* Task: Every record must be written out once more, with nothing added or omitted.

* Records provided:
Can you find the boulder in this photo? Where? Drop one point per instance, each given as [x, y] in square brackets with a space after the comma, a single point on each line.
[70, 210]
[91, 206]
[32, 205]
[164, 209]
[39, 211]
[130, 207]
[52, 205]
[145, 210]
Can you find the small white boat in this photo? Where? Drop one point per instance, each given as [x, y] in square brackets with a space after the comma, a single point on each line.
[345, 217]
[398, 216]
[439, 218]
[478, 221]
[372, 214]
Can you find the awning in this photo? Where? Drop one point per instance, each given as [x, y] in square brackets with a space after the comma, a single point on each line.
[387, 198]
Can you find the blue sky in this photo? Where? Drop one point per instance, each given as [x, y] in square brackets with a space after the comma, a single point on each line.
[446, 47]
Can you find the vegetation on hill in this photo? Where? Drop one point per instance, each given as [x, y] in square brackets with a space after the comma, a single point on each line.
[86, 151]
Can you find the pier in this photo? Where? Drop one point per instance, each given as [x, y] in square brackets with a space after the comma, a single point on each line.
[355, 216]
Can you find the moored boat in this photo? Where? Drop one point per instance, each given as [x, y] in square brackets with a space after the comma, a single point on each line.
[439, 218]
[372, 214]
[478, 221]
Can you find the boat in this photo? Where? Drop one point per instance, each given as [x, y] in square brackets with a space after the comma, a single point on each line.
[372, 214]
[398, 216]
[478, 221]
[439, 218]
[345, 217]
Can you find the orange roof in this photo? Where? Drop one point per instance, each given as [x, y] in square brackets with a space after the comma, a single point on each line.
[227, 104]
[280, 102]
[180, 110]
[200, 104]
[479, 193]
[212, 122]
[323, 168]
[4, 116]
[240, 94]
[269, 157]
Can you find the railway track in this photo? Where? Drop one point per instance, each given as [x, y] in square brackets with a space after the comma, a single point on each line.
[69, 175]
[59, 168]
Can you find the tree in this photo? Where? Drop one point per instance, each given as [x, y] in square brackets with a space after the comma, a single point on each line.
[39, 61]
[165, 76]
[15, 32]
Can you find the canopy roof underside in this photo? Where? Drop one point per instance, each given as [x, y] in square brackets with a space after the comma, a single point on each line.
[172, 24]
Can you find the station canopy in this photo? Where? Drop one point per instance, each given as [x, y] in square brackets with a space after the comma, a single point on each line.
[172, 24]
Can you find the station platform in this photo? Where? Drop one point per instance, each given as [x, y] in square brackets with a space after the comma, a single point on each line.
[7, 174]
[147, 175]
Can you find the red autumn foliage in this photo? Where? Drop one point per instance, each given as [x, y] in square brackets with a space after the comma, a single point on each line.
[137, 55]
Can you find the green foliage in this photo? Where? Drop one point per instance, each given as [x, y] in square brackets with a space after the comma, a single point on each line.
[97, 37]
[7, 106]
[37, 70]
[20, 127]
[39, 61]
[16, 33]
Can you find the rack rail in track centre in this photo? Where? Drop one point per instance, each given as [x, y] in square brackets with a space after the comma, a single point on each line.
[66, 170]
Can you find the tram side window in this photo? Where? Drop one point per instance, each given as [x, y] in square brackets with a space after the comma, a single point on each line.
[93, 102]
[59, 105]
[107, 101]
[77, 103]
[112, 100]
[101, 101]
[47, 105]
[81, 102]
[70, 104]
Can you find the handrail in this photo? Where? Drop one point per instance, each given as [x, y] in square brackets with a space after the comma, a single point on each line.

* The answer:
Can you find the boulder in this photo? Where? Drop one point per instance, each given as [x, y] in square brackets with a space after the comma, a single point on each line.
[70, 210]
[91, 206]
[32, 205]
[164, 209]
[39, 211]
[130, 207]
[52, 205]
[145, 210]
Can you find the small white boat in this photo? Where? Drop one point per instance, each given as [x, y] in square brackets with a space after the comma, a single point on each line.
[345, 217]
[398, 216]
[439, 218]
[478, 221]
[372, 214]
Can you find the awning in this photo? Where? Drop one point per instance, each given as [x, y] in square brackets with a space after the comma, a single point on each line.
[387, 198]
Can you find the blue sky in this photo? Where? Drop one point per instance, each given as [x, y] in square brackets with a space after the comma, a single point on each line.
[446, 47]
Can you find the vegetation on hill in this photo? Where? Drop one point per instance, each given as [x, y] in square brackets with a space after the comma, a single point on each line.
[86, 151]
Can you find the pier in this photo? Where? Drop one point per instance, each given as [x, y] in square brackets with a space after the comma, a single point on each line.
[355, 216]
Can you find the moored boat in this photo? Where? Drop one point per instance, each given as [x, y] in square brackets with a space after the comma, a single point on each line.
[439, 218]
[372, 214]
[478, 221]
Can you find the boat in this photo? Where? Drop one point per instance, each given as [x, y] in square brackets with a space after the comma, a single point on each line.
[372, 214]
[398, 216]
[478, 221]
[439, 218]
[345, 217]
Can you find the orange roof in this photo? Where? Drop one point per instance, each given as [x, y] in square brackets with a space after the comma, a single point on each line.
[227, 104]
[280, 102]
[180, 110]
[200, 104]
[479, 193]
[212, 122]
[323, 168]
[4, 116]
[240, 94]
[269, 157]
Can you find the railway track in this photo? Where? Drop one point per instance, each given as [x, y] in square brackets with a space after the comma, a single point on each line.
[69, 175]
[59, 168]
Can you find the tree in this photo? Where? Drop one point per instance, each given as [x, y] in square brackets with a space after the comma, a single point on each line.
[39, 61]
[165, 76]
[15, 32]
Can you find the canopy roof underside in this photo? Where? Drop one point per instance, each given as [x, y] in square brackets with a space after the comma, a single point on each line.
[172, 24]
Can you find the station canopy in this photo? Where? Drop one point per instance, each given as [x, y] in square brackets with a space after the comma, a single point on each line.
[172, 24]
Can you find the station platform in this photo? Where? Drop one point per instance, each given as [x, y] in square brackets with a space after the comma, a single point on each line.
[7, 174]
[147, 175]
Can you find the red autumn foliage in this photo? Where? Drop one point per instance, each given as [x, y] in square brackets with a space after the comma, a single point on each line.
[137, 55]
Can you find the green foliage in this photo? Where? Drop one point per instance, each given as [x, y] in square brackets with a space after the comma, a single point on each line.
[97, 37]
[7, 106]
[37, 70]
[20, 127]
[39, 61]
[16, 33]
Can you find the rack rail in track centre in this photo? Where? Drop one point per instance, each given as [x, y] in square brackets with a space after the comma, a single point on each line.
[66, 170]
Can you find the tram side window in this photo? Where? Drop one point per instance, each given as [x, y] in square brackets with a space after the comma, a single point on each line.
[93, 102]
[59, 105]
[107, 101]
[77, 103]
[112, 100]
[101, 101]
[47, 105]
[81, 102]
[70, 104]
Can you find the handrail in this photo? Where? Drop one point per instance, each given as [x, y] in square brackets with a space after the comma, a single point on each line.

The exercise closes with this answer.